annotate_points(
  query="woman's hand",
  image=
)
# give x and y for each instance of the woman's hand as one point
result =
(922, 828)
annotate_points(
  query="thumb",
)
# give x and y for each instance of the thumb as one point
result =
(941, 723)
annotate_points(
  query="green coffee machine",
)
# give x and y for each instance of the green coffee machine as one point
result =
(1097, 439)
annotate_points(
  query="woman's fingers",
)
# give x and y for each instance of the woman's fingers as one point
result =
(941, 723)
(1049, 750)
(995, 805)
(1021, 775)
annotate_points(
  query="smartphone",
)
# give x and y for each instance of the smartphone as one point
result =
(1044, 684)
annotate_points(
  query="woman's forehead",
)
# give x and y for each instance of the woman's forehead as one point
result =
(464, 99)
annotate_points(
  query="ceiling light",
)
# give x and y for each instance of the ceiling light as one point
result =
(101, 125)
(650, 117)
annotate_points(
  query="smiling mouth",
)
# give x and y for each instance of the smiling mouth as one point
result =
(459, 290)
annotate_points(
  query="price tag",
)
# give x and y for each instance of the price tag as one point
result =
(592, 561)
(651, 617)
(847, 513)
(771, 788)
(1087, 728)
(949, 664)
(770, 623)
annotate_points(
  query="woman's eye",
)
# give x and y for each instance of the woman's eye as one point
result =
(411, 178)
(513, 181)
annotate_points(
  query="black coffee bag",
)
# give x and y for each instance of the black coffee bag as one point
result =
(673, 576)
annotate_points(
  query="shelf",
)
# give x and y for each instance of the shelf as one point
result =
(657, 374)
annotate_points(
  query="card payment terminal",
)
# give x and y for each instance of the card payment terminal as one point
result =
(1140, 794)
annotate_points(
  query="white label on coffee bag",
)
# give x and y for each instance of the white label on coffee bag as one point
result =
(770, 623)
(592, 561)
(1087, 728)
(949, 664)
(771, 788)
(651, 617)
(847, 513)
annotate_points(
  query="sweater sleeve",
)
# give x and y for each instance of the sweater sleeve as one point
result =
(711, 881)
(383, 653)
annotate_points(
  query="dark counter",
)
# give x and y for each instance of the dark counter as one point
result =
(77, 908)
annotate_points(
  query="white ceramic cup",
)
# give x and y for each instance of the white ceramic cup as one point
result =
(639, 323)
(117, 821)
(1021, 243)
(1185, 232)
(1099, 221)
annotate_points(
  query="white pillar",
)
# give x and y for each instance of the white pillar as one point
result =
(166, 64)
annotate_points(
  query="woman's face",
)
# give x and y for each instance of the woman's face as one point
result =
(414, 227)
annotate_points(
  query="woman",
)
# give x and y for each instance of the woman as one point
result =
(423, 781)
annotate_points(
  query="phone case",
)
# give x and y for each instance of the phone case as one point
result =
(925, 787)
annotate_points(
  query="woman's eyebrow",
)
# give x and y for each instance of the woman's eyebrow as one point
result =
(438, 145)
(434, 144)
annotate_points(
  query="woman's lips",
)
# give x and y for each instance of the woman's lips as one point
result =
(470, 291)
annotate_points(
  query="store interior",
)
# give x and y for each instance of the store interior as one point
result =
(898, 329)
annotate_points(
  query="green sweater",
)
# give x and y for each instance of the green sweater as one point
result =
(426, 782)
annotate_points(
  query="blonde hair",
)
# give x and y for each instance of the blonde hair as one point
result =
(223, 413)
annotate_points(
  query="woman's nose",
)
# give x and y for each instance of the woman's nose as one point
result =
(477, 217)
=======
Exercise — All records are to be printed again, exactly and completely.

Response —
annotate_points(
  query="woman's hand",
  image=
)
# give x and y for each instance of the woman's hand as one point
result =
(922, 828)
annotate_points(
  query="thumb",
)
# give x and y for each instance of the thumb as one point
result =
(941, 723)
annotate_points(
  query="green coffee machine",
)
# give x and y for each instance of the green coffee machine as one point
result =
(1097, 439)
annotate_points(
  query="woman's fingers",
)
# give x and y for each instance of the woman's fingers as one point
result =
(941, 723)
(1049, 750)
(995, 805)
(1021, 775)
annotate_points(
  query="smartphone",
)
# give x and y for each instance of the smartphone as one point
result =
(1044, 684)
annotate_points(
  query="woman's forehead",
)
# give x and y for each instance of the woman's forehead as one point
result =
(464, 99)
annotate_points(
  query="ceiling light",
)
# give x and y for each instance of the ceiling light as one point
result =
(101, 125)
(650, 117)
annotate_points(
  query="smiling mouth",
)
# give x and y for each instance of the smiling mouth as one point
result =
(459, 290)
annotate_points(
  query="price tag",
)
# give x and y for each instance of the price tag as one point
result =
(592, 561)
(651, 617)
(847, 513)
(771, 788)
(1087, 728)
(949, 664)
(770, 623)
annotate_points(
  query="woman's eye",
)
# give x and y for each instance of the woman's eye as one point
result =
(411, 178)
(513, 181)
annotate_points(
  query="black coffee bag",
)
# give x and y for each instance of the black coffee bag as one point
result =
(673, 576)
annotate_points(
  query="shelf",
)
# give x and y for each instance of the shelf as one point
result =
(657, 374)
annotate_points(
  query="card payment terminal",
)
# give x and y for each instance of the card payment terminal as one point
result =
(1140, 794)
annotate_points(
  query="white label on coffee bag",
)
# give x and y for each instance of the white label on coffee bag as one point
result =
(770, 623)
(592, 561)
(1087, 728)
(949, 664)
(771, 788)
(651, 617)
(847, 513)
annotate_points(
  query="sweater sleeve",
)
# give x and y for each instance of the sweater sleeve as one point
result =
(711, 881)
(383, 653)
annotate_points(
  query="dark counter",
)
# give x and y for each instance of the dark counter as one point
result =
(77, 908)
annotate_points(
  query="white ceramic cup",
)
# give x and y for each instance of the white ceramic cup as one point
result =
(639, 323)
(117, 821)
(1021, 243)
(1185, 232)
(1099, 221)
annotate_points(
  query="white pillar",
)
# give x and y for each instance of the white pillar as one point
result =
(166, 64)
annotate_points(
  query="woman's face",
)
# give x and y for each instance of the woman's face as one point
result =
(414, 227)
annotate_points(
  query="woman",
)
# give x and y for each instance of the woman as one point
result =
(423, 781)
annotate_points(
  query="phone case",
)
# give x and y for each instance of the phone case as one point
result =
(925, 787)
annotate_points(
  query="woman's eyebrow",
)
# give x and y for each instance of the woman's eyebrow as one point
result =
(438, 145)
(434, 144)
annotate_points(
  query="woman's lips",
)
# give x and y for each instance of the woman's lips as one point
result =
(470, 291)
annotate_points(
  query="store interior",
)
# give x and y for each instance of the store interior as one point
result =
(898, 329)
annotate_points(
  query="green sweater",
)
# give x and y for each instance of the green sweater as one point
result =
(426, 782)
annotate_points(
  query="blonde hair",
)
# give x and y for each instance of the blonde hair as one point
result =
(223, 413)
annotate_points(
  query="woman's nose",
)
# give x and y for each instance of the woman's nose as one point
result =
(477, 217)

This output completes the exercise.